## begin GIVEN INFORMATION
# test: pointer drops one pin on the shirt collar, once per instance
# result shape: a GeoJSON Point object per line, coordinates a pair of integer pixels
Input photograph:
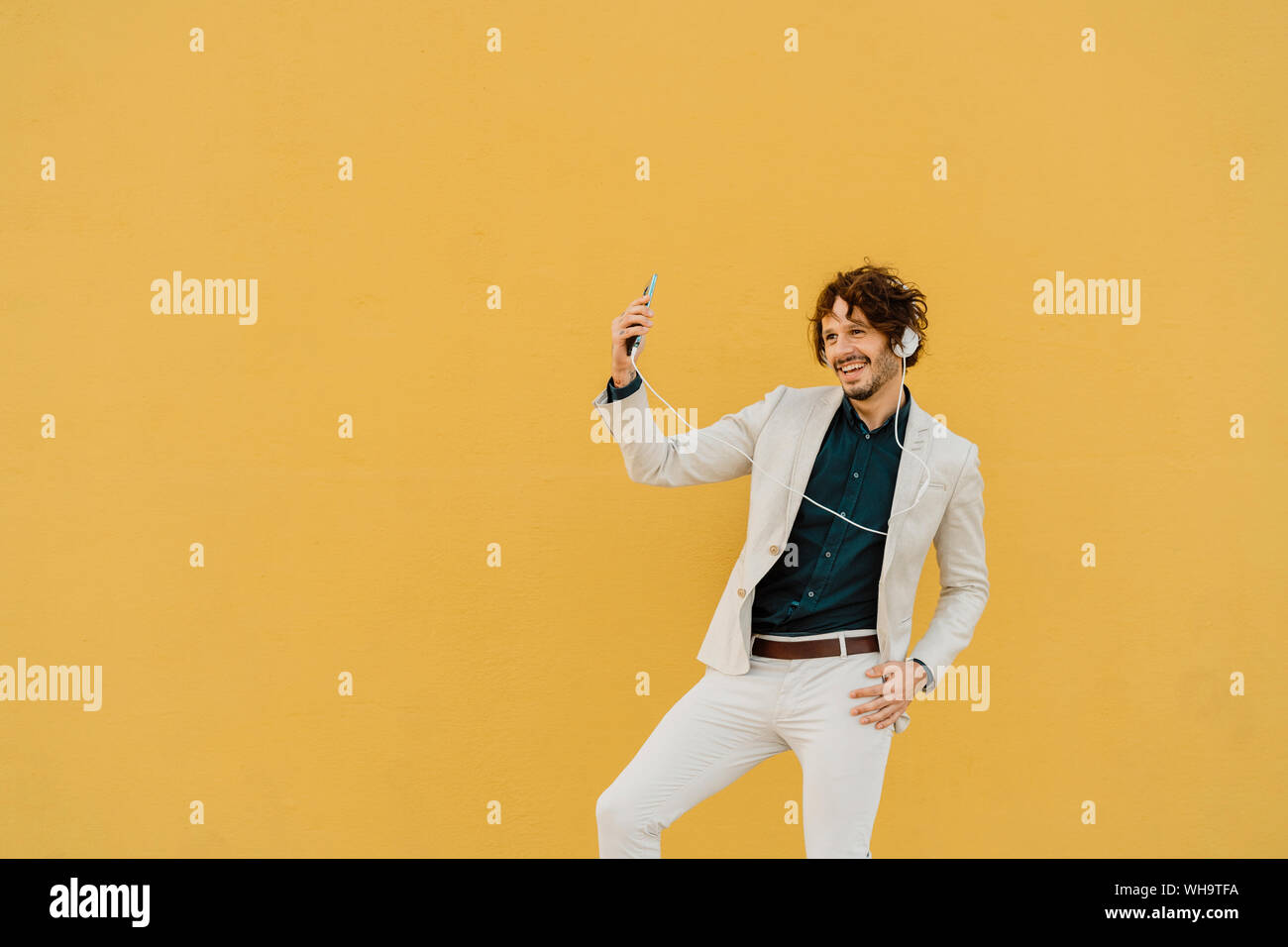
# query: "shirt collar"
{"type": "Point", "coordinates": [853, 419]}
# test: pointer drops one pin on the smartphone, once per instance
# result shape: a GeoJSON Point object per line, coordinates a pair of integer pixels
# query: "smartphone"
{"type": "Point", "coordinates": [639, 339]}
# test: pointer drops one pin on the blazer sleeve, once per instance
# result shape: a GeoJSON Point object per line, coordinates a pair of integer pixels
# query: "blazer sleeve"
{"type": "Point", "coordinates": [962, 570]}
{"type": "Point", "coordinates": [708, 455]}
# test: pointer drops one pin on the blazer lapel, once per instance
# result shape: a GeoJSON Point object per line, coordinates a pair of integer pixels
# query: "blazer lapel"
{"type": "Point", "coordinates": [911, 475]}
{"type": "Point", "coordinates": [806, 447]}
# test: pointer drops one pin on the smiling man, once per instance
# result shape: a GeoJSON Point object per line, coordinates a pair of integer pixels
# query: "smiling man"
{"type": "Point", "coordinates": [807, 650]}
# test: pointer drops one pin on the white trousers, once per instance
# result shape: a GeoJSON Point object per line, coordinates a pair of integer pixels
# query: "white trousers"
{"type": "Point", "coordinates": [728, 723]}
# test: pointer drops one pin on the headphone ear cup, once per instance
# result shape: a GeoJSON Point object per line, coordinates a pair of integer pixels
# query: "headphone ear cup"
{"type": "Point", "coordinates": [909, 344]}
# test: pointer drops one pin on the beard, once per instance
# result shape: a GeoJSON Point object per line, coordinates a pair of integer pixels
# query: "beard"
{"type": "Point", "coordinates": [872, 377]}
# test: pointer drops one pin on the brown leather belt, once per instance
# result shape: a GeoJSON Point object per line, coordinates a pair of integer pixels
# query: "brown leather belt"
{"type": "Point", "coordinates": [814, 647]}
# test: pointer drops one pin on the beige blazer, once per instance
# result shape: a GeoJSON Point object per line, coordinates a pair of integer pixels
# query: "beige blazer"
{"type": "Point", "coordinates": [784, 432]}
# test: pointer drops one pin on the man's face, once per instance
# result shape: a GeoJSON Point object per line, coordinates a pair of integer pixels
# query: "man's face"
{"type": "Point", "coordinates": [849, 341]}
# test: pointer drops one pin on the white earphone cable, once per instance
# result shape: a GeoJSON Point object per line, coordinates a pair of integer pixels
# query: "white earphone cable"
{"type": "Point", "coordinates": [896, 421]}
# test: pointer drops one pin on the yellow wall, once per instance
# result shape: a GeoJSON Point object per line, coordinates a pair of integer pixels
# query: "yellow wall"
{"type": "Point", "coordinates": [768, 169]}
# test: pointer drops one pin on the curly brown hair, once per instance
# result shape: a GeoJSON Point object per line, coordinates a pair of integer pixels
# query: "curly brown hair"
{"type": "Point", "coordinates": [885, 300]}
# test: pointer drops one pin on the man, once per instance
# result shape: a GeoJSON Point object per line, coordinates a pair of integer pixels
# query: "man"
{"type": "Point", "coordinates": [806, 650]}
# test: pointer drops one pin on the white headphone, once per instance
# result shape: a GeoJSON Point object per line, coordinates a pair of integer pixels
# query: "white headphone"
{"type": "Point", "coordinates": [903, 348]}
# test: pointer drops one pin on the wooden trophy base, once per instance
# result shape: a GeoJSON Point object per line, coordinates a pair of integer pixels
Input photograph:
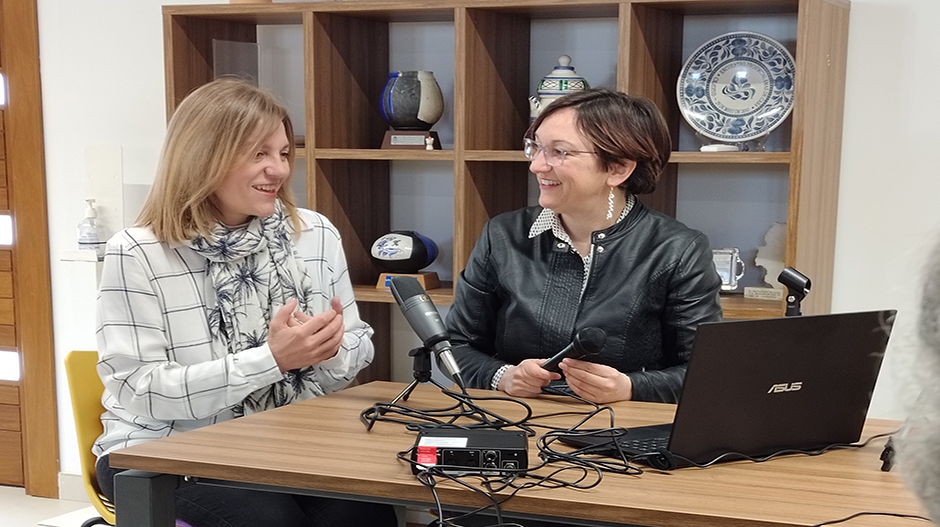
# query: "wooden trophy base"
{"type": "Point", "coordinates": [427, 280]}
{"type": "Point", "coordinates": [411, 140]}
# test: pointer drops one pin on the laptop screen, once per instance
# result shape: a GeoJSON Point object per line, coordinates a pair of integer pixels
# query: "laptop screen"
{"type": "Point", "coordinates": [761, 386]}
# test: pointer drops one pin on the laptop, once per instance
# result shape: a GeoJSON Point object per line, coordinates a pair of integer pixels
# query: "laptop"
{"type": "Point", "coordinates": [757, 387]}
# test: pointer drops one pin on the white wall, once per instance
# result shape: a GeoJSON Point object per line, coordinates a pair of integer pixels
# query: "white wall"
{"type": "Point", "coordinates": [102, 81]}
{"type": "Point", "coordinates": [102, 84]}
{"type": "Point", "coordinates": [888, 211]}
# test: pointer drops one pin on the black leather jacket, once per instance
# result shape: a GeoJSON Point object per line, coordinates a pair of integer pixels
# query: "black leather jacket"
{"type": "Point", "coordinates": [652, 282]}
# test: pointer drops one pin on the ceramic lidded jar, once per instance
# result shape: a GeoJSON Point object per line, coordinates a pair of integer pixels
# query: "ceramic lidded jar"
{"type": "Point", "coordinates": [561, 81]}
{"type": "Point", "coordinates": [412, 100]}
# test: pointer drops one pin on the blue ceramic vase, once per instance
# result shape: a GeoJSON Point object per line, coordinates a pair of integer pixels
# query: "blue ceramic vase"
{"type": "Point", "coordinates": [412, 100]}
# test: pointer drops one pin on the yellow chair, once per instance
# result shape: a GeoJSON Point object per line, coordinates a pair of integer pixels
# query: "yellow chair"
{"type": "Point", "coordinates": [85, 388]}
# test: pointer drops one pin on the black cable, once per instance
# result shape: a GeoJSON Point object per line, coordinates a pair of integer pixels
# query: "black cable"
## end GIVEN INFORMATION
**TASK DETAILS:**
Return the listing above unchanged, apart from dropping its pictures.

**ANSWER TO THIS TASK:**
# test: pointer drops one pin on the shirt collar, once per instance
# result shape: a GeoJSON Point object per line, coordinates a pair of integer pixels
Input photograph:
# query: "shirt collar"
{"type": "Point", "coordinates": [853, 419]}
# test: pointer drops one pin on the smartphone, once per instance
# result shape: a GeoJSON Point object per line, coordinates a pair of integer pixels
# query: "smartphone"
{"type": "Point", "coordinates": [639, 339]}
# test: pointer drops one pin on the blazer sleeve, once per instance
# result shape: a GeoJSON Point object per line, coordinates a pair of integer pixels
# query: "blazer sleeve"
{"type": "Point", "coordinates": [962, 570]}
{"type": "Point", "coordinates": [708, 455]}
# test: pointer drops one pin on the blazer lapel, once per instance
# result shape: a GeoJSON Point object per line, coordinates a pair of integer pixels
# query: "blazer lapel"
{"type": "Point", "coordinates": [911, 475]}
{"type": "Point", "coordinates": [806, 447]}
# test: pointer drops one pin on the smiling man, once per instance
# result shape: a GeoJSON Point object per line, coordinates a pair of integer pixels
# query: "smiling man"
{"type": "Point", "coordinates": [807, 650]}
# test: pointer drops one pin on the white trousers, once per instance
# result shape: a GeoJSON Point object per line, coordinates a pair of integer pixels
# query: "white trousers"
{"type": "Point", "coordinates": [728, 723]}
# test: pointer drops one pin on the headphone ear cup, once per instance
# result shape: a GeoJSON Point object per line, coordinates a pair of integer pixels
# query: "headphone ear cup"
{"type": "Point", "coordinates": [909, 344]}
# test: pointer drops one pin on the beard, once per instance
# result shape: a GeoJSON Point object per line, coordinates a pair of integer pixels
# query: "beard"
{"type": "Point", "coordinates": [872, 377]}
# test: pointer drops one pin on the brown leather belt, once per instance
# result shape: a GeoJSON Point object per line, coordinates a pair of integer pixels
# query: "brown leather belt"
{"type": "Point", "coordinates": [814, 647]}
# test: pointer drops one pin on the beige blazer, once per instance
# result shape: a GeoJSON Point object per line, coordinates a pair of integer pixels
# query: "beige blazer"
{"type": "Point", "coordinates": [784, 432]}
# test: pointer drops one pin on the man's face, once per instance
# result shape: a GeoJSON Point object per line, coordinates a pair of integer pixels
# query: "man's face"
{"type": "Point", "coordinates": [849, 341]}
# test: pointer drops one pin on the white earphone cable, once per instance
# result shape: a GeoJSON Point object per line, coordinates a pair of integer pixels
# query: "white earphone cable"
{"type": "Point", "coordinates": [896, 421]}
# test: pointer drops one pin on the yellow wall, once per instance
# result shape: a GeoJSON Point object per line, coordinates a pair of integer pixels
# query: "yellow wall"
{"type": "Point", "coordinates": [768, 169]}
# test: pointer drops one pin on the curly brown hair, once per instance
# result shape: a GeoJSON Point object per line, coordinates a pair of integer pixels
# query: "curly brown hair"
{"type": "Point", "coordinates": [885, 300]}
# test: pointer drops one pin on the man, once per instance
# result shape: a GeoJSON Point object per line, coordinates a pair of integer pixels
# query: "man"
{"type": "Point", "coordinates": [806, 650]}
# test: pointer drops one pin on the white headphone, once per instance
# result shape: a GeoJSON Point object per line, coordinates a pair of integer pixels
# query: "white headphone"
{"type": "Point", "coordinates": [903, 348]}
# test: pointer drops one pin on the wooden trophy base, once per instance
# result shape: a GeoJSON Point object per line, coordinates a pair of integer pixels
Input photograph:
# query: "wooden trophy base"
{"type": "Point", "coordinates": [427, 280]}
{"type": "Point", "coordinates": [411, 140]}
# test: pointer drops one pin on the laptop screen, once per instance
# result shape: a GeoJSON Point object per line, coordinates a pair of integer pixels
# query: "laptop screen"
{"type": "Point", "coordinates": [761, 386]}
# test: pointer drops one pin on the laptop, once per instance
# result shape: a GeoJSON Point object per line, coordinates a pair of integer pixels
# query: "laptop"
{"type": "Point", "coordinates": [757, 387]}
# test: pointer drops one pin on the white wall, once per instance
# result shape: a GeoJSON Point object per line, coordinates a pair of integer pixels
# query: "white wall"
{"type": "Point", "coordinates": [102, 81]}
{"type": "Point", "coordinates": [102, 84]}
{"type": "Point", "coordinates": [888, 211]}
# test: pointer drops one pin on the black leather jacket, once per instance
# result shape: a GeoJSON Point object per line, coordinates a pair of integer pixels
# query: "black leather jacket"
{"type": "Point", "coordinates": [652, 282]}
# test: pointer drops one pin on the ceramic lidded jar, once per instance
# result shape: a GeoJSON Point object per line, coordinates a pair of integer pixels
# query: "ceramic lidded jar"
{"type": "Point", "coordinates": [561, 81]}
{"type": "Point", "coordinates": [412, 100]}
# test: pointer drops one pin on the blue ceramic vase, once per instance
# result shape: a GeoJSON Point object per line, coordinates a pair of integer pixels
# query: "blue ceramic vase"
{"type": "Point", "coordinates": [412, 100]}
# test: pointer drops one pin on the yellow chair, once per instance
# result shape: a GeoJSON Point object per line, coordinates a pair of integer pixels
# query: "yellow chair"
{"type": "Point", "coordinates": [85, 388]}
# test: pointer drops one pin on the black cable, once per instance
# result shape: a GeoJSON Point object per line, coordinates a pair of integer pixels
# query: "black cable"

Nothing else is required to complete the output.